Goal:
Transcribe the data in full and exactly, omitting any pictures.

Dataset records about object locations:
%%
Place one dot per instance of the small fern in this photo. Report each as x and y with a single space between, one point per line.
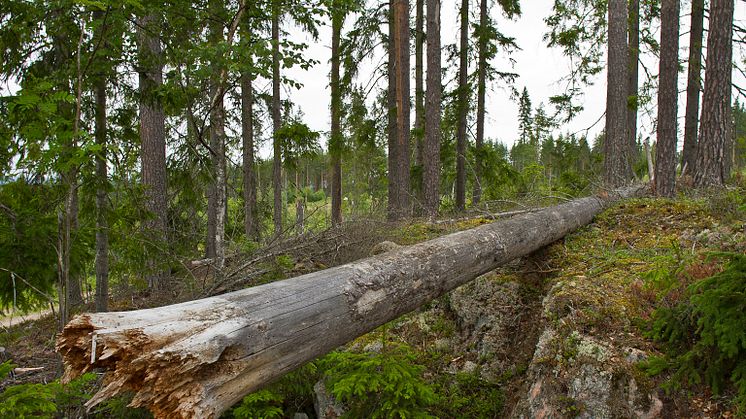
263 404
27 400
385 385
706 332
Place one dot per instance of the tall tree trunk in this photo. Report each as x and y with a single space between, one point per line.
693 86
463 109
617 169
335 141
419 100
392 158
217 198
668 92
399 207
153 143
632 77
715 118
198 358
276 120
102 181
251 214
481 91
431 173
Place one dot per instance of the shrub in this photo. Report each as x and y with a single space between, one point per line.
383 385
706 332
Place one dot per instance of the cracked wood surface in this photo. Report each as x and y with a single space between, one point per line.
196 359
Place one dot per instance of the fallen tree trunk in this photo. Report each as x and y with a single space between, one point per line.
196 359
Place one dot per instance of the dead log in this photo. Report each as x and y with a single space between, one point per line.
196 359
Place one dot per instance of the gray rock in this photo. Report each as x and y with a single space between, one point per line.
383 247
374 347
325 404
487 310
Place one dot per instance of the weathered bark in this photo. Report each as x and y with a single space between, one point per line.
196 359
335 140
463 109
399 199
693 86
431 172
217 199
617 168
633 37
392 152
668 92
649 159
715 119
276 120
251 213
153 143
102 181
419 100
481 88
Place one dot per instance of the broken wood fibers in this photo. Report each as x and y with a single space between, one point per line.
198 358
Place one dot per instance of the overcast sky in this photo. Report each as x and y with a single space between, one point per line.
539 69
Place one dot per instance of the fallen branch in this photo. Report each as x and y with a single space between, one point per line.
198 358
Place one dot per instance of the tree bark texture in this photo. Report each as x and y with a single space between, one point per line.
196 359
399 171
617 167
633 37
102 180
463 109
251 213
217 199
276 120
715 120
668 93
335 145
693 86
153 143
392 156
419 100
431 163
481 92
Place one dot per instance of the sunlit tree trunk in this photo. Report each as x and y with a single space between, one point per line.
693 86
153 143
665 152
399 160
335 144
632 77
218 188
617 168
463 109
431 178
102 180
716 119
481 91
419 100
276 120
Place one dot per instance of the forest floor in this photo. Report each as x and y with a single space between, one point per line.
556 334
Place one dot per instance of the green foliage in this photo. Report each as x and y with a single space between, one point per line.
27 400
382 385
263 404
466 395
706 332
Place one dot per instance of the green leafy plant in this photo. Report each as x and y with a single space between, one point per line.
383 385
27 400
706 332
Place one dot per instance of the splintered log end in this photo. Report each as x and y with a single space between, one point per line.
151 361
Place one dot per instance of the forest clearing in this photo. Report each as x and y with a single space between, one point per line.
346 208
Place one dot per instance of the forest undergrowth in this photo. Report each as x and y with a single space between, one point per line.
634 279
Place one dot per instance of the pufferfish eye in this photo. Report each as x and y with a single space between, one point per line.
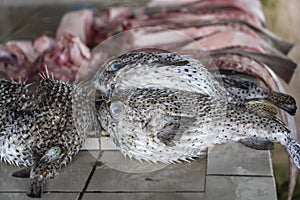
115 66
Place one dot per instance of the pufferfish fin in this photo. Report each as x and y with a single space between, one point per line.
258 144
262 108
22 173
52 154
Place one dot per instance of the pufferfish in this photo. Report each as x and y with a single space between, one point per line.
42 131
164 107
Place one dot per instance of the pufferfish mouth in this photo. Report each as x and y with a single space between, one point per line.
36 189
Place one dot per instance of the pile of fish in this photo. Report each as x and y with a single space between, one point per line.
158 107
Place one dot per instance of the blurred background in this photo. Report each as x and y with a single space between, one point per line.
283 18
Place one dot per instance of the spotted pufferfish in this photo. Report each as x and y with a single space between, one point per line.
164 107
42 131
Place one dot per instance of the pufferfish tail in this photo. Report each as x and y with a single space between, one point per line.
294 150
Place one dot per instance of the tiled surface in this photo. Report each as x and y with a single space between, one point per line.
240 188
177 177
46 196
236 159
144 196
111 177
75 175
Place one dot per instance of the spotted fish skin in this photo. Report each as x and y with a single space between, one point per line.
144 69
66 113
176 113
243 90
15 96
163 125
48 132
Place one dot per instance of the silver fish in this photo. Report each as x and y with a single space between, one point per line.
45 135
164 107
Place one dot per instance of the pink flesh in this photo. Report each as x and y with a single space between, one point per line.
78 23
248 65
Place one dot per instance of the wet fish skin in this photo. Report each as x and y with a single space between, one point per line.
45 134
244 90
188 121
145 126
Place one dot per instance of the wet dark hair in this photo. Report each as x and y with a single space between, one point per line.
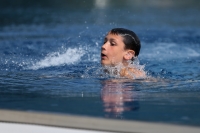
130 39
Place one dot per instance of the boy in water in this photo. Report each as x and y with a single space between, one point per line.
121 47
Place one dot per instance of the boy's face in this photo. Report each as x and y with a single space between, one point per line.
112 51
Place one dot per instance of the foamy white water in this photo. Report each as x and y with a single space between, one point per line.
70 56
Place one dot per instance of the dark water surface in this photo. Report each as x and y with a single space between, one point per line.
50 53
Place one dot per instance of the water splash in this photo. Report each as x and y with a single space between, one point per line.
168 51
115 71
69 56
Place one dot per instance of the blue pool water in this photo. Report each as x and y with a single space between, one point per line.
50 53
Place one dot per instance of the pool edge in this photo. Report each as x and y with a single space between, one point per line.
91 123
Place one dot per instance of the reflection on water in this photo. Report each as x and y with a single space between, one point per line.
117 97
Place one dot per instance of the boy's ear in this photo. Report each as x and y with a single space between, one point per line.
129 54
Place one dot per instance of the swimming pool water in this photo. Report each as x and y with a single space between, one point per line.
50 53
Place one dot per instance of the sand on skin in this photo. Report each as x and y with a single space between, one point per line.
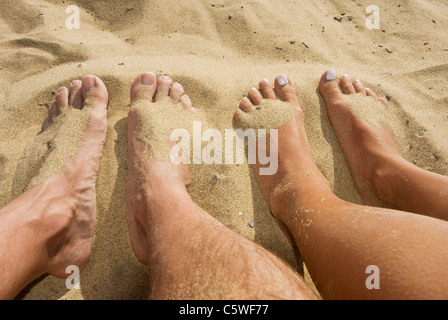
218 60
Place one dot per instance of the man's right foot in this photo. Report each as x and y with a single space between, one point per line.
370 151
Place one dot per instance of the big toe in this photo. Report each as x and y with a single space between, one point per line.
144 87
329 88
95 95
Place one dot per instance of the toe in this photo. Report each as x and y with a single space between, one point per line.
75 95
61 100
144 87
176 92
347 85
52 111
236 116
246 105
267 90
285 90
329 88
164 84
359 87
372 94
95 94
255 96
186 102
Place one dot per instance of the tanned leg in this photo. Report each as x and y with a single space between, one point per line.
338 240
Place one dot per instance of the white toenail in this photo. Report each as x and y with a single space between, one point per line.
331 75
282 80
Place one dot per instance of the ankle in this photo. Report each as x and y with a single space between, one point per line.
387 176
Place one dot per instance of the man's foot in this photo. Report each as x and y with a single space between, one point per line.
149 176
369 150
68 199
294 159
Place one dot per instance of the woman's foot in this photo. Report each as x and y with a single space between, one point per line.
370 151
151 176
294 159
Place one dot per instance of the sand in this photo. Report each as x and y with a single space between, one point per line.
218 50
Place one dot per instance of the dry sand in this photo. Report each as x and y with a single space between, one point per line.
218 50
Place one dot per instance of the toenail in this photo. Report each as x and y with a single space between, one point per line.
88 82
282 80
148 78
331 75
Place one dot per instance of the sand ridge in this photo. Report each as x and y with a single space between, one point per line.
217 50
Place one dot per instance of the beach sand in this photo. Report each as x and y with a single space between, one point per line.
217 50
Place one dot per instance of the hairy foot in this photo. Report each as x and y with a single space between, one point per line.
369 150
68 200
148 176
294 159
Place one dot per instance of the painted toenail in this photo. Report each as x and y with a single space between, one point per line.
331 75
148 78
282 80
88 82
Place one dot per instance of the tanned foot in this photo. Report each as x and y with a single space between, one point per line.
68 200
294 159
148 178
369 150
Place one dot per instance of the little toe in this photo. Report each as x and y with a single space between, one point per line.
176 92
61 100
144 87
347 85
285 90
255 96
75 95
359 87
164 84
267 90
%%
Task answer:
Place one dot per instance of the small fern in this photo. Report each as x and y with a single space between, one point per line.
263 404
27 400
385 385
706 332
Place one dot per instance of the tall tree trunk in this photo. Report each as x and y with a single space between, one point per line.
693 86
463 109
617 169
335 141
419 100
392 158
217 198
668 92
399 207
153 143
632 77
715 118
198 358
276 120
102 181
251 214
481 91
431 173
Place one dot per instance of the shrub in this photo. Report each as x and y with a single space between, one point per line.
383 385
706 332
Place one dot per instance of the cracked wood surface in this photo. Report each as x and y with a single space between, one point per line.
196 359
Place one dot per instance of the fallen tree trunk in this photo. Report each as x and y with a single space between, one point per line.
196 359
Place one dot per instance of the dead log in this photo. Report each as x and y with a single space between, one point per line.
196 359
Place one dot per instance of the gray rock in this photo. Report each as x and y with a single space between, one point per line.
383 247
374 347
325 404
487 310
Place one dot per instance of the weathered bark in this photo. Report each as x and y with a single space between, one point per line.
196 359
335 140
463 109
399 199
693 86
431 172
217 199
617 168
633 37
392 152
668 92
649 159
715 119
276 120
251 213
153 143
102 181
419 100
481 88
Place one dot per instance of the broken wood fibers in this photo. Report each as x and y with a single space between, one point per line.
198 358
Place one dot per instance of the overcast sky in this photo. Report each as x and y with a single space between, one point per line.
539 69
Place one dot per instance of the fallen branch in this photo. Report each as x and y with a single space between, one point per line.
198 358
Place one dot per instance of the tree bark texture in this photo. Report each as x and y with a single space between, one point per line.
196 359
399 171
617 167
633 37
102 180
463 109
251 213
217 199
276 120
715 120
668 93
335 145
693 86
153 143
392 156
419 100
431 163
481 92
Place one dot per instance of the sunlit tree trunk in this photo. Report each as x and y with a single space between, one point per line.
693 86
153 143
665 152
399 160
335 144
632 77
218 188
617 168
463 109
431 178
102 180
716 119
481 91
419 100
276 120
Place one dot per instance of the forest floor in this photo. Report each as x and y with a single space between, one point per line.
556 334
Place one dot per instance of the green foliage in this photo. Report each as x and y with a single space between, one point per line.
27 400
382 385
263 404
466 395
706 332
Place one dot per instance of the green leafy plant in this photo. Report each as x and y with a single space between, one point per line.
383 385
27 400
706 332
Place one dot per instance of the splintered log end in this photo. Report each as x and y with a single space between, one point per line.
151 361
Place one dot per instance of the forest clearing in this photo. Report each as x and y with a single space between, one point per line.
346 208
Place one dot per instance of the forest undergrowth in this photo. Report each as x and y with a single space between, one point per line.
634 279
Place one dot per instance of the pufferfish eye in this photo. Report each as x and y with a single space between, one point per line.
115 66
Place one dot per instance of the pufferfish fin in this photo. Report each as x and y with a single space between, one point per line.
258 144
262 108
22 173
52 154
Place one dot per instance of the pufferfish in this photo. Report each as x and y with a single space between, one point per line.
42 131
164 107
Place one dot per instance of the pufferfish mouth in this photo. Report each as x and y with a single space between, one point per line.
36 189
Place one dot per instance of the pile of fish in this photo. Report each as x and y with a single space between, one point per line.
158 107
Place one dot per instance of the blurred background in this photo. Report each as x and y with a single space between, one point per line.
283 18
Place one dot per instance of the spotted pufferfish in this photo. Report each as x and y with a single space between, one point per line.
164 107
42 131
Place one dot per instance of the pufferfish tail in this photo. Report each as x and y with a single space between, one point per line.
294 150
Place one dot per instance of the tiled surface in this photo. Report each as x and y with a single space between, one point per line.
240 188
177 177
46 196
236 159
144 196
111 177
75 175
Place one dot per instance of the spotted fish skin in this photo. Report each as x and y with a single space between, one point per line.
144 69
66 113
176 113
243 90
15 96
163 125
48 132
Place one dot per instance of the silver fish in this photo. Report each as x and y with a single space between, one point per line.
45 135
164 107
Place one dot per instance of the pink flesh in this photo. Report each as x and y with a single space between, one point per line.
78 23
248 65
Place one dot per instance of the wet fish skin in this photo. Report each as x and y with a single space between, one point per line.
45 134
244 90
188 121
145 126
Place one dot per instance of the wet dark hair in this photo. Report each as x and y with a single space between, one point per line.
130 39
Place one dot per instance of the boy in water in this photo. Report each as x and y with a single space between, one point per line.
121 47
Place one dot per instance of the boy's face in this photo. Report each as x and y with a single space between, one point per line.
112 51
Place one dot per instance of the foamy white water in this photo. Report each as x and y with a single space between, one point per line.
70 56
Place one dot per instance of the dark water surface in this photo. Report each as x and y with a single space between, one point per line.
50 53
Place one dot per instance of the water splash in this photo. Report each as x and y with a single space between, one point per line.
168 51
115 71
69 56
Place one dot per instance of the blue pool water in this photo. Report each as x and y with a single space between, one point per line.
50 53
Place one dot per instance of the pool edge in this photo. Report each as x and y with a single space between, one point per line.
91 123
Place one dot per instance of the reflection on water in this photo. Report each as x and y with a single space between, one point per line.
117 97
Place one dot per instance of the boy's ear in this photo. Report each as x and y with a single space between, one point per line.
129 54
Place one dot per instance of the swimming pool water in this photo. Report each as x and y with a single space between, one point per line.
50 53
Place one dot per instance of the sand on skin in this photo. Report each as x and y with a single space between, one point per line.
218 60
Place one dot per instance of the man's right foot in this photo. Report each as x and y with a single space between, one point per line.
370 151
Place one dot per instance of the big toe in this photo. Report each as x and y with a single space between, one point per line.
144 87
329 88
95 95
Place one dot per instance of the toe in this photo. Report each as x and y with a single space between, one point per line.
75 95
61 100
144 87
176 92
347 85
52 111
236 116
246 105
267 90
285 90
329 88
164 84
359 87
372 94
95 94
255 96
186 102
Place one dot per instance of the tanned leg in this photo. Report each as x and y with a single space between, one point per line.
338 240
Place one dot per instance of the white toenail in this photo. Report each as x and y with a single space between, one point per line.
331 75
282 80
Place one dot per instance of the ankle in this photo. Report each as x and y with a single space between, one point per line.
387 176
Place one dot per instance of the man's foot in this photo. Report each as x and y with a single space between, one point per line.
149 176
369 150
68 199
294 159
Place one dot per instance of the woman's foot in this photo. Report each as x and y with a single space between, one point per line.
370 151
151 176
294 159
Place one dot per instance of the sand in this photo. Report each as x and y with a single space between, one point per line.
218 50
Place one dot per instance of the dry sand in this photo. Report each as x and y with a single space between, one point per line.
218 50
Place one dot per instance of the toenail in this photo. Report each as x and y with a single space between, one point per line.
88 82
282 80
148 78
331 75
Place one dot per instance of the sand ridge in this photo. Report each as x and y with a single space between, one point per line.
217 50
Place one dot per instance of the beach sand in this photo. Report each as x and y with a single space between, one point per line.
217 50
Place one dot per instance of the hairy foot in this photo. Report each as x and y with a single space between, one point per line.
369 150
68 200
148 176
294 159
Place one dot per instance of the painted toenail in this photo. Report each as x and y with a single space between, one point per line.
331 75
148 78
282 80
88 82
Place one dot per instance of the tanned foot in this photo. Report each as x and y with a single space between, one point per line.
68 200
294 159
148 178
369 150
Place one dot per instance of the little toe in this photo. Report each as x and y with a single space between, one point per line.
176 92
61 100
144 87
347 85
285 90
255 96
75 95
359 87
164 84
267 90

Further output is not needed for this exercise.